**ASSIGNMENT**
Answer these from the article below about the Omaha canvassers:
(a) What is the name of the neighborhood where the canvassers pulled up?
(b) At which Air Force base did Don Bacon serve as wing commander?
(c) How many days before the 2018 midterm elections did the visit take place?

**TEXT PROVIDED**
CORRY BLISS HAS A PLAN TO SAVE THE REPUBLICAN MAJORITY
THE SUN HAD SET ON THE NORTHWEST SIDE OF Omaha, and the Christmas lights had come on when a carload of young political canvassers pulled up in front of a brick house in the tony neighborhood known as Champions Run. The activists, some of them still in high school, checked the app that picked their specific political targets and hustled to the front door to make their pitch for GOP Representative Don Bacon. Their talking points focused on Bacon’s service as an Air Force brigadier general and wing commander at nearby Offutt Air Force Base, and his support of the Republicans’ tax-cut package.“Did you vote for him last time?” one of the super PAC’s volunteers cheerfully asked the voter, who greeted the visitors on his front steps. It was 341 days before the 2018 midterm elections.

**PROVIDED MATERIAL**
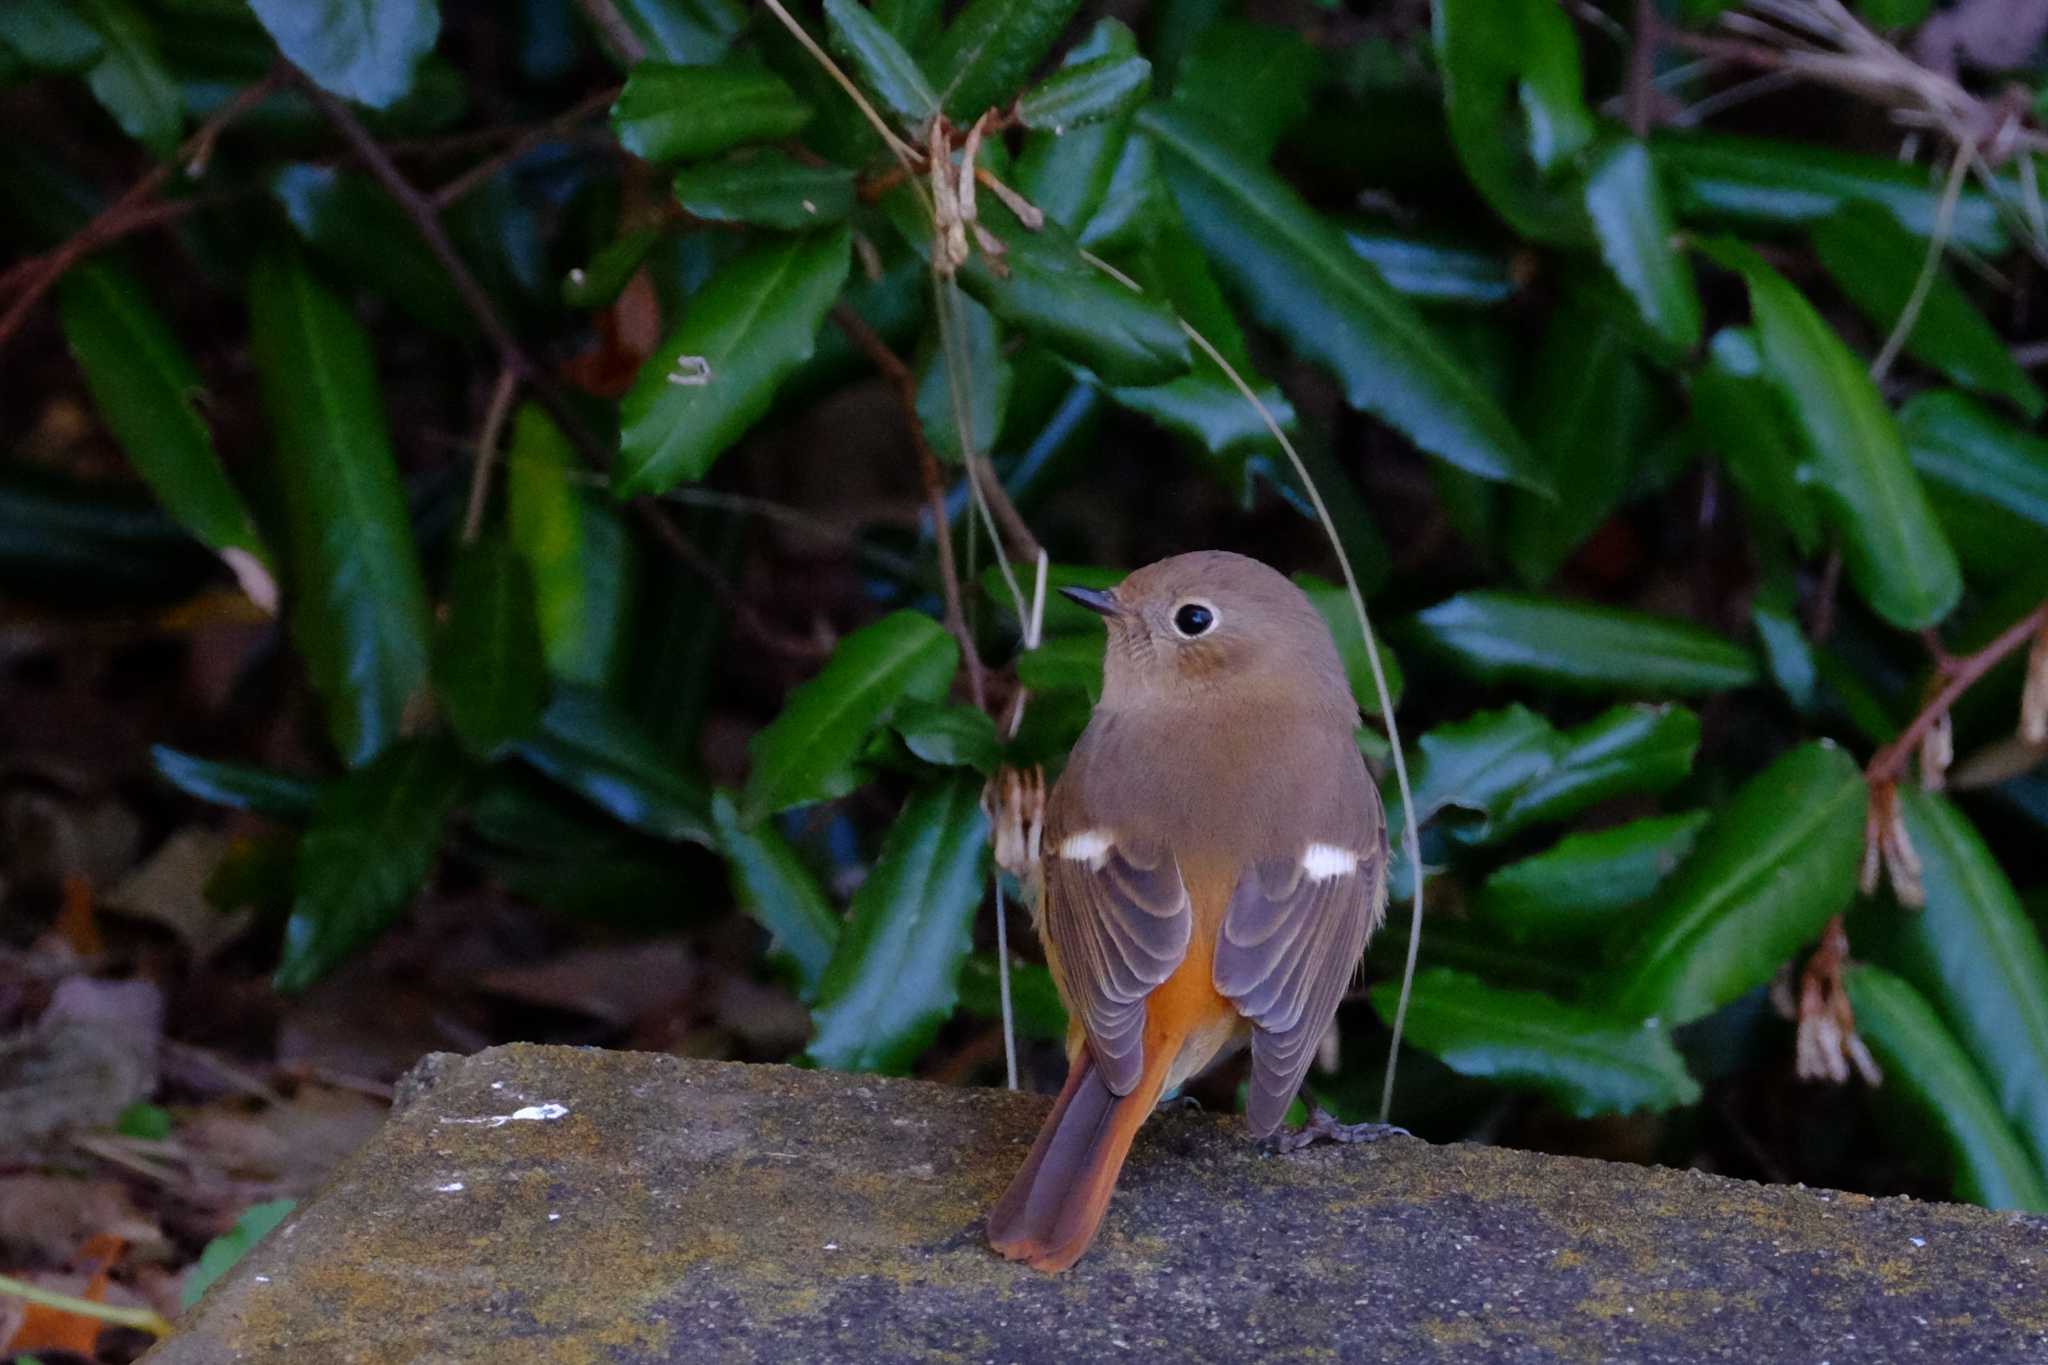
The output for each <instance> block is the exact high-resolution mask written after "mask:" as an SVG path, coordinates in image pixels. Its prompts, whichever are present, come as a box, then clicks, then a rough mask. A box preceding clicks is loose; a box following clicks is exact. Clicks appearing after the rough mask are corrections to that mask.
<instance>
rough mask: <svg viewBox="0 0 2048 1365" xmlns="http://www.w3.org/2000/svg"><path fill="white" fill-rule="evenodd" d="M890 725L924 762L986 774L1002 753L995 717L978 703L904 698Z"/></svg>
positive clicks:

**SOLUTION BELOW**
(a) Champions Run
(b) Offutt Air Force Base
(c) 341 days